• _Activity_
Begin with the line that has "[outline] hammered gold vessel sink". Give it and every line after it again, exactly, through the end of the entries below.

——

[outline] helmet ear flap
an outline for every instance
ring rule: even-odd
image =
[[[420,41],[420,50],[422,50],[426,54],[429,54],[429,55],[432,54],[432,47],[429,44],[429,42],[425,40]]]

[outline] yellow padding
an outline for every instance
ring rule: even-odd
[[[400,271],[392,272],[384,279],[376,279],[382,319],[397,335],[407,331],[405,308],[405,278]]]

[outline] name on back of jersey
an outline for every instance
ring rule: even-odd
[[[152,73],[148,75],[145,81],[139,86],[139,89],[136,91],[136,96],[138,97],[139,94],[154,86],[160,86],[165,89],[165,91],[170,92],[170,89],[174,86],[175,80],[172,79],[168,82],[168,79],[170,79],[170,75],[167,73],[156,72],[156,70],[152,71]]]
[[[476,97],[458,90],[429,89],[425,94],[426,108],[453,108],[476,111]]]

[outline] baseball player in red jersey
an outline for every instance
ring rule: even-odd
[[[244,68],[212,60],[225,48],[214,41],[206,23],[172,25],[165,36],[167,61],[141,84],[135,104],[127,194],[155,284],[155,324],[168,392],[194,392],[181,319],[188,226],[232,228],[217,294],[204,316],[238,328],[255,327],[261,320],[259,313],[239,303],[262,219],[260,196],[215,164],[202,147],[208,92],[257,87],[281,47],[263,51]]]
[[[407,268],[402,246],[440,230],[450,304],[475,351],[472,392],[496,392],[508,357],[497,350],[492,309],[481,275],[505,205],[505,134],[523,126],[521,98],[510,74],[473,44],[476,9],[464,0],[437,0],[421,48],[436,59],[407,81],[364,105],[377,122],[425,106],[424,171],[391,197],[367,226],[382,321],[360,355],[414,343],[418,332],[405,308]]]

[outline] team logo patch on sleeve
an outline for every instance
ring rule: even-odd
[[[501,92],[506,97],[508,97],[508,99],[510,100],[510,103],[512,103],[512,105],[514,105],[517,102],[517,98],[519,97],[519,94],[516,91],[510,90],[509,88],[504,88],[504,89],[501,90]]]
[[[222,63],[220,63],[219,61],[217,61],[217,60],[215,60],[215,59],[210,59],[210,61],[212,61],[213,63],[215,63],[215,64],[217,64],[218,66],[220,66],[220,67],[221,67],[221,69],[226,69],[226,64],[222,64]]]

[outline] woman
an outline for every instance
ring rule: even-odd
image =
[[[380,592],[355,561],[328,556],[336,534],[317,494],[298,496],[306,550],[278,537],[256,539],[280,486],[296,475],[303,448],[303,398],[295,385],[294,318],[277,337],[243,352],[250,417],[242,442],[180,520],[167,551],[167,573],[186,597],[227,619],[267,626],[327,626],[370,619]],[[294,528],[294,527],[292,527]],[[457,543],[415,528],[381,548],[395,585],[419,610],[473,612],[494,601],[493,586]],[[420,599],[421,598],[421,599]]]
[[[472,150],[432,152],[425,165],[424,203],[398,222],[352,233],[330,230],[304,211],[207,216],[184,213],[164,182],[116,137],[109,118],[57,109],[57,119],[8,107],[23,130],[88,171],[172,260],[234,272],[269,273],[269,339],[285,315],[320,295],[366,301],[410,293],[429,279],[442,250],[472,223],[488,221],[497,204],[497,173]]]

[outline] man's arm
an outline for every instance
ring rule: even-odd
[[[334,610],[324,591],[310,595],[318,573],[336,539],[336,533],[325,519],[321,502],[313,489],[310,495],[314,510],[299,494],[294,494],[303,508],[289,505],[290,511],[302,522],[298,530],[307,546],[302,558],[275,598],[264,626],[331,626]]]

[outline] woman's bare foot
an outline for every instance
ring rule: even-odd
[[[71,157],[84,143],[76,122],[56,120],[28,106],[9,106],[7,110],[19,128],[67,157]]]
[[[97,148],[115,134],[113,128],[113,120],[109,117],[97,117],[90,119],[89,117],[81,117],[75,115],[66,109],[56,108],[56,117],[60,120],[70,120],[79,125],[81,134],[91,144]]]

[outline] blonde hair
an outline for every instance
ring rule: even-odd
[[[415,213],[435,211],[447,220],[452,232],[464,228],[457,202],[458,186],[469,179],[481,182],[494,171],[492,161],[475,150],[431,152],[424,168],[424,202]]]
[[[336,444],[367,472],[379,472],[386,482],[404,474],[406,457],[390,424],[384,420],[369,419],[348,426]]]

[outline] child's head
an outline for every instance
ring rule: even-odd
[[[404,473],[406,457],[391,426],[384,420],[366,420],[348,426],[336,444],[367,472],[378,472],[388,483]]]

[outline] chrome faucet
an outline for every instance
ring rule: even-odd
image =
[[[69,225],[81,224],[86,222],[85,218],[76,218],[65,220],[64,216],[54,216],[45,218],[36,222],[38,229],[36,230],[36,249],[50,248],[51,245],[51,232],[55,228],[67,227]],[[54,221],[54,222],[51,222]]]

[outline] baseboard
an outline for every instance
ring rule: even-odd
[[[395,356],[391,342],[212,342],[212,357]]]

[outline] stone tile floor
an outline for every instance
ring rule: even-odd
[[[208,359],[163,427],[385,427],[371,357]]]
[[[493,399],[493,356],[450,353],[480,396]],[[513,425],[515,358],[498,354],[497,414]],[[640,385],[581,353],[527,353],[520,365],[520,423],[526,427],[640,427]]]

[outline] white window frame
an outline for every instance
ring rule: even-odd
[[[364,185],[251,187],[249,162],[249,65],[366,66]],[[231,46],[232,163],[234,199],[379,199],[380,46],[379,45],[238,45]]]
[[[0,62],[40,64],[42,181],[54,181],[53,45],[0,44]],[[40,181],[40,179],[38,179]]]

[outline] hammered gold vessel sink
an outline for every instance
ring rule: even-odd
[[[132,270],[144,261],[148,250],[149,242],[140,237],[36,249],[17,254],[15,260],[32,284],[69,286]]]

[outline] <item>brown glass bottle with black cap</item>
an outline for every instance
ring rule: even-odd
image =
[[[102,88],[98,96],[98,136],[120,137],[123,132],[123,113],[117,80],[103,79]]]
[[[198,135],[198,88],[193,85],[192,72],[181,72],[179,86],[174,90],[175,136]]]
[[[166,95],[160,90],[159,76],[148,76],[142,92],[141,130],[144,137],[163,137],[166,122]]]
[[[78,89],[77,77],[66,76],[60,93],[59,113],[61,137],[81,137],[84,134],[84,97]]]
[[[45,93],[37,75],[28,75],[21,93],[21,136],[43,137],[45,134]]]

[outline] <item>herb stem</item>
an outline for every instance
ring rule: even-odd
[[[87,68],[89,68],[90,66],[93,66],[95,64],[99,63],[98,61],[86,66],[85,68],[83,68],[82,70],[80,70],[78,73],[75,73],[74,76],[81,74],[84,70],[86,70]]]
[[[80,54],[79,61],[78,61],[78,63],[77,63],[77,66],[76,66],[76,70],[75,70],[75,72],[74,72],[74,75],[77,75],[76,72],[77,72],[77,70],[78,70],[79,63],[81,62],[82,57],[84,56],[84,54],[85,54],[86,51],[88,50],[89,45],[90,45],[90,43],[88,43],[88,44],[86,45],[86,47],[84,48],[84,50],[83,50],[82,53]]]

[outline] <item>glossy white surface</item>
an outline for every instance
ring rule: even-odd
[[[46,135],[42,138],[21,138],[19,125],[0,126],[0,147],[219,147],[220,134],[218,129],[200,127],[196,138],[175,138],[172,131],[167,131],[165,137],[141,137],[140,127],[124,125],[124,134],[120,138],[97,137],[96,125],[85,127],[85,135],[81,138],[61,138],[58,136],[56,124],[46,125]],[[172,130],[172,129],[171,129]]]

——

• _Result below_
[outline] hammered gold vessel sink
an outline for every instance
ring rule: even-odd
[[[132,270],[144,261],[148,250],[149,242],[140,237],[36,249],[17,254],[15,260],[32,284],[69,286]]]

[outline] <item>brown glass bottle with black cap</item>
an outline for every instance
ring rule: even-odd
image =
[[[102,88],[98,96],[98,136],[120,137],[123,132],[123,113],[117,80],[103,79]]]
[[[198,135],[198,88],[193,85],[192,72],[181,72],[179,86],[174,90],[175,136]]]
[[[166,95],[160,90],[159,76],[148,76],[142,92],[141,130],[144,137],[163,137],[166,122]]]
[[[78,89],[77,77],[66,76],[60,93],[59,113],[61,137],[81,137],[84,134],[84,97]]]
[[[45,93],[37,75],[28,75],[21,93],[21,136],[43,137],[45,134]]]

[outline] <item>herb stem</item>
an outline for every instance
ring rule: even-odd
[[[87,68],[89,68],[90,66],[93,66],[95,64],[99,63],[98,61],[86,66],[85,68],[83,68],[82,70],[80,70],[78,73],[75,73],[74,76],[81,74],[84,70],[86,70]]]
[[[80,54],[79,61],[78,61],[78,63],[77,63],[77,66],[76,66],[76,70],[75,70],[75,72],[74,72],[74,75],[77,75],[76,72],[77,72],[77,70],[78,70],[79,63],[81,62],[82,57],[84,56],[84,54],[85,54],[86,51],[88,50],[89,45],[90,45],[90,43],[88,43],[88,44],[86,45],[86,47],[84,48],[84,50],[83,50],[82,53]]]

[outline] <item>glossy white surface</item>
an outline for every instance
ring rule: even-odd
[[[46,135],[42,138],[21,138],[19,125],[0,126],[0,147],[219,147],[220,134],[218,129],[200,127],[196,138],[175,138],[172,131],[167,131],[165,137],[141,137],[140,127],[124,125],[124,134],[120,138],[97,137],[96,125],[85,127],[85,135],[81,138],[61,138],[58,136],[56,124],[46,125]],[[172,130],[172,129],[171,129]]]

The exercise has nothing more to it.